Task to complete: Copy every one of the records below word for word, leaving each line and character unchanged.

──────── Entries supplied

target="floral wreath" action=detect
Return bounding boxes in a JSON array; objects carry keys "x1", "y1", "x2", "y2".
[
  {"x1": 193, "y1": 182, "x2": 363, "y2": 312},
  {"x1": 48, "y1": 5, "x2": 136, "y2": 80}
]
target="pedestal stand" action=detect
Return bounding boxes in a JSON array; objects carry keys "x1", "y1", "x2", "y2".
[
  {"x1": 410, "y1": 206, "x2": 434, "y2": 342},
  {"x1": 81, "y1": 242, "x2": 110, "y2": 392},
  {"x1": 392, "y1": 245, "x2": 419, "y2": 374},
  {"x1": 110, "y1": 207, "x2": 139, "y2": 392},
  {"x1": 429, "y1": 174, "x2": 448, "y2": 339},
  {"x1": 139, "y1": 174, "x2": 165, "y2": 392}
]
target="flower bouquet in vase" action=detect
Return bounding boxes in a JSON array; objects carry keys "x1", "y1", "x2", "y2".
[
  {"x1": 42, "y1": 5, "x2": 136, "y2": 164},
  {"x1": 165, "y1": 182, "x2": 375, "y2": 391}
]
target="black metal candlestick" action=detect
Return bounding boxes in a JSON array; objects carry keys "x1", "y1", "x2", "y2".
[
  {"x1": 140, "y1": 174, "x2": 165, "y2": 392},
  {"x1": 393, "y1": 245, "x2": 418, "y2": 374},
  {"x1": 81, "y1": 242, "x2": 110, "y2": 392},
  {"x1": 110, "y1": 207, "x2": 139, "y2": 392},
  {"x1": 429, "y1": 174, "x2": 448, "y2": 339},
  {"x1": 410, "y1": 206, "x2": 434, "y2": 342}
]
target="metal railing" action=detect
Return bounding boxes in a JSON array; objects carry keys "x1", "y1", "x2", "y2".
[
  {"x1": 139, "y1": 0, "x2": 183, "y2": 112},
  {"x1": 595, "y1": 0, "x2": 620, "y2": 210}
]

────────────────

Finished exercise:
target="floral wreath" action=detect
Return bounding boxes in a JSON array; objects carry keys "x1", "y1", "x2", "y2".
[
  {"x1": 193, "y1": 182, "x2": 363, "y2": 312},
  {"x1": 48, "y1": 5, "x2": 136, "y2": 80}
]
target="pedestal stand" action=detect
Return bounding boxes in a JSON array; objects carry keys "x1", "y1", "x2", "y2".
[
  {"x1": 410, "y1": 206, "x2": 434, "y2": 342},
  {"x1": 81, "y1": 242, "x2": 110, "y2": 392},
  {"x1": 392, "y1": 245, "x2": 419, "y2": 374},
  {"x1": 110, "y1": 207, "x2": 139, "y2": 392},
  {"x1": 429, "y1": 174, "x2": 448, "y2": 339},
  {"x1": 139, "y1": 174, "x2": 165, "y2": 392}
]
target="flower bouquet in vase" action=detect
Return bounding boxes in a JSON array; objects carry keys "x1", "y1", "x2", "y2".
[
  {"x1": 42, "y1": 5, "x2": 136, "y2": 164},
  {"x1": 165, "y1": 182, "x2": 375, "y2": 391}
]
target="black metal candlestick" action=detect
Return bounding boxes in a JSON array; objects carry keys "x1", "y1", "x2", "y2".
[
  {"x1": 140, "y1": 174, "x2": 165, "y2": 392},
  {"x1": 393, "y1": 245, "x2": 418, "y2": 374},
  {"x1": 81, "y1": 242, "x2": 110, "y2": 392},
  {"x1": 110, "y1": 207, "x2": 139, "y2": 392},
  {"x1": 429, "y1": 174, "x2": 448, "y2": 339},
  {"x1": 410, "y1": 206, "x2": 434, "y2": 342}
]
target="metal railing" action=detect
Return bounding boxes in a JSON array; objects carry keys "x1", "y1", "x2", "y2".
[
  {"x1": 139, "y1": 0, "x2": 183, "y2": 112},
  {"x1": 595, "y1": 0, "x2": 620, "y2": 210}
]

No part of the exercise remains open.